(Segmentation mask data)

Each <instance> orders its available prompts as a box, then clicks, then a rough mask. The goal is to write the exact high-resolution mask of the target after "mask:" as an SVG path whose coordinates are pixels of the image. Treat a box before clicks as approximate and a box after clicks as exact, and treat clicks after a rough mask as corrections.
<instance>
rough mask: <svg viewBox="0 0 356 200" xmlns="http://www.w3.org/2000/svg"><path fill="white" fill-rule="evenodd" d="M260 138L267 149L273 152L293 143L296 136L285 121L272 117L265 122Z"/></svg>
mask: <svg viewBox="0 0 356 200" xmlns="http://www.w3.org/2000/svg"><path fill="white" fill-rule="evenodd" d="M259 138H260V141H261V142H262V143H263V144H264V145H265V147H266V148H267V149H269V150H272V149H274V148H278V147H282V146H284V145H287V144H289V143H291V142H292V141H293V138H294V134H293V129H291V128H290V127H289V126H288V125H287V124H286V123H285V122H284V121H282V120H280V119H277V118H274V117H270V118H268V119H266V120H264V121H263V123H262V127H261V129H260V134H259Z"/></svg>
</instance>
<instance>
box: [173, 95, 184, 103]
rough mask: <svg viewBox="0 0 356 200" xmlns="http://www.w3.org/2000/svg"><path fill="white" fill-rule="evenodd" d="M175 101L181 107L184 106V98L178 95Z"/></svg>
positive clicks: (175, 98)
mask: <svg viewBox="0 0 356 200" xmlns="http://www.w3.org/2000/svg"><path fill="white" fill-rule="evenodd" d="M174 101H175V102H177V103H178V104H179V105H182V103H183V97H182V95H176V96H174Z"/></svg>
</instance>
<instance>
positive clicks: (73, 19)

_Description of the task_
All entries are to be printed once more, exactly as given.

_Solution for this problem_
Each <instance> orders its available prompts as a box, then clicks, then a rough mask. The goal is to write the exact high-resolution mask of the target after "mask:" as an SVG path whose coordinates are pixels of the image. Treat a box before clicks as approximate and a box after clicks as exact, and treat clicks after a rough mask as corrections.
<instance>
rough mask: <svg viewBox="0 0 356 200" xmlns="http://www.w3.org/2000/svg"><path fill="white" fill-rule="evenodd" d="M260 138L267 149L273 152L293 143L296 136L285 121L272 117L265 122Z"/></svg>
mask: <svg viewBox="0 0 356 200" xmlns="http://www.w3.org/2000/svg"><path fill="white" fill-rule="evenodd" d="M259 138H260V141H261V142H262V143H263V144H264V145H265V147H266V148H267V149H269V150H272V149H274V148H278V147H282V146H284V145H287V144H289V143H291V142H292V141H293V138H294V134H293V129H291V128H290V127H289V126H288V125H287V124H286V123H285V122H284V121H282V120H280V119H277V118H274V117H270V118H268V119H266V120H264V121H263V123H262V127H261V129H260V134H259Z"/></svg>
</instance>
<instance>
box: [173, 95, 184, 103]
rough mask: <svg viewBox="0 0 356 200" xmlns="http://www.w3.org/2000/svg"><path fill="white" fill-rule="evenodd" d="M175 101L181 107L184 106V98L178 95Z"/></svg>
positive clicks: (175, 98)
mask: <svg viewBox="0 0 356 200" xmlns="http://www.w3.org/2000/svg"><path fill="white" fill-rule="evenodd" d="M174 101H175V102H177V103H178V104H179V105H182V103H183V97H182V95H176V96H174Z"/></svg>
</instance>
<instance>
positive clicks: (73, 19)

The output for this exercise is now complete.